Extracted data:
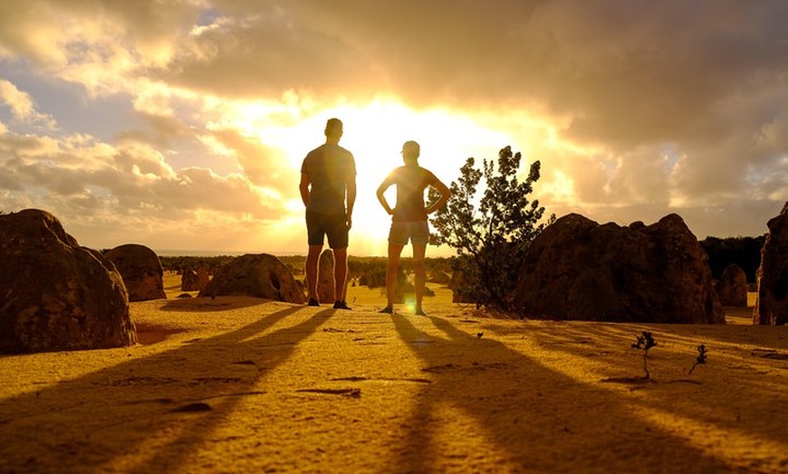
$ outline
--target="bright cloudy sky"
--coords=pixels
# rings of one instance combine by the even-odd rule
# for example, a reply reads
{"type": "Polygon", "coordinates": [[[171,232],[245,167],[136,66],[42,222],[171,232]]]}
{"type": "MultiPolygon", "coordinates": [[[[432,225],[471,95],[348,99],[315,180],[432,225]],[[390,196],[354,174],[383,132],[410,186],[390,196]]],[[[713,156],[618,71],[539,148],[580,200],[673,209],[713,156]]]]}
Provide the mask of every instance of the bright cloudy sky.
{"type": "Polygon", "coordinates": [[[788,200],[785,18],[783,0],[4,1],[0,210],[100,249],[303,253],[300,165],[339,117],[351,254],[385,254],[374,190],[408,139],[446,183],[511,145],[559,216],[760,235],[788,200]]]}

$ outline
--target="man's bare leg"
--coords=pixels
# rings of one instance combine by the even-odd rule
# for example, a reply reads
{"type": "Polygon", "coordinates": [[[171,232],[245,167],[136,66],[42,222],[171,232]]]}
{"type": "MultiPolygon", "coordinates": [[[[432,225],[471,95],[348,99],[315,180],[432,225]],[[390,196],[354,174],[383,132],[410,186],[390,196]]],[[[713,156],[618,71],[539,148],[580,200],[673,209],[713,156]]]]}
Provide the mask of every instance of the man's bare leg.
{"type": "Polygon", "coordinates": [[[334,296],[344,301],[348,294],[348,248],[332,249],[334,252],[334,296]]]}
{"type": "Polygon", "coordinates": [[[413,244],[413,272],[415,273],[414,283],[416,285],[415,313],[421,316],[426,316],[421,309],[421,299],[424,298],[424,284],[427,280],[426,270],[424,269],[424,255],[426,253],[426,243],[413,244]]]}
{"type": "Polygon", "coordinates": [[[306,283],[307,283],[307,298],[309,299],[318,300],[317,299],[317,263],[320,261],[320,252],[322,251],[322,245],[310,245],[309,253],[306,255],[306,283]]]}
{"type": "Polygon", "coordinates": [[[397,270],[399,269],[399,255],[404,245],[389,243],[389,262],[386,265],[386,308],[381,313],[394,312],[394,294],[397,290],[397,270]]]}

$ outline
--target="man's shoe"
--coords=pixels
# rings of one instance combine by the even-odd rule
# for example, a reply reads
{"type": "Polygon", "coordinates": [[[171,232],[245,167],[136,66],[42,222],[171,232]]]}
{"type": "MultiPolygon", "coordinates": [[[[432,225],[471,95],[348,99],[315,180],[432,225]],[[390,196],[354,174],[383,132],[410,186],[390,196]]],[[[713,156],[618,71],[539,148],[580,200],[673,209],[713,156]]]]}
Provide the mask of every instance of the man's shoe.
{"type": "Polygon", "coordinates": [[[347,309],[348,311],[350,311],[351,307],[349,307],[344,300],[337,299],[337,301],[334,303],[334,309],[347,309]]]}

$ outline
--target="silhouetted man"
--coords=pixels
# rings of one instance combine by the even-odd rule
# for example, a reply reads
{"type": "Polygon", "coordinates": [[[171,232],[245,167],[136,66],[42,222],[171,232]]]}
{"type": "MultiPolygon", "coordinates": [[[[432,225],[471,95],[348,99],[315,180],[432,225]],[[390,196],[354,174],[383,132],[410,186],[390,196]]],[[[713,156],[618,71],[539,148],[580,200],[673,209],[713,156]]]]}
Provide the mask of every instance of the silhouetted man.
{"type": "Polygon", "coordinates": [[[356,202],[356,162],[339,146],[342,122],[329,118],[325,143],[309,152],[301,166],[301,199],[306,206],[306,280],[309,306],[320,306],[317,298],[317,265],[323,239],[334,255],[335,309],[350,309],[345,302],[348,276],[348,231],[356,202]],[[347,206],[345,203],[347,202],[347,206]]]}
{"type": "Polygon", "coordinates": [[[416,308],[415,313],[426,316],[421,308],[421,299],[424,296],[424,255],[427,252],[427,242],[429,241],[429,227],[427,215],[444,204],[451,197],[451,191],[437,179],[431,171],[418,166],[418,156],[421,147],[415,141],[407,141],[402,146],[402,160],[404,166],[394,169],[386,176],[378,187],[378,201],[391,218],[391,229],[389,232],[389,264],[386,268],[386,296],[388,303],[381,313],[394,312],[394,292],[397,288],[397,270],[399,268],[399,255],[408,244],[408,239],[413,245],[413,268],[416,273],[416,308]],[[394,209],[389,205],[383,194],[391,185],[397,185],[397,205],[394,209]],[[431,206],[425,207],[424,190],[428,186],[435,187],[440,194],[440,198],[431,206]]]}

Written instruction: Report in full every line of the entries above that contains the string "target". Case must match.

Solution for this problem:
--target="bright cloudy sky"
--target="man's bare leg"
--target="man's shoe"
--target="silhouetted man"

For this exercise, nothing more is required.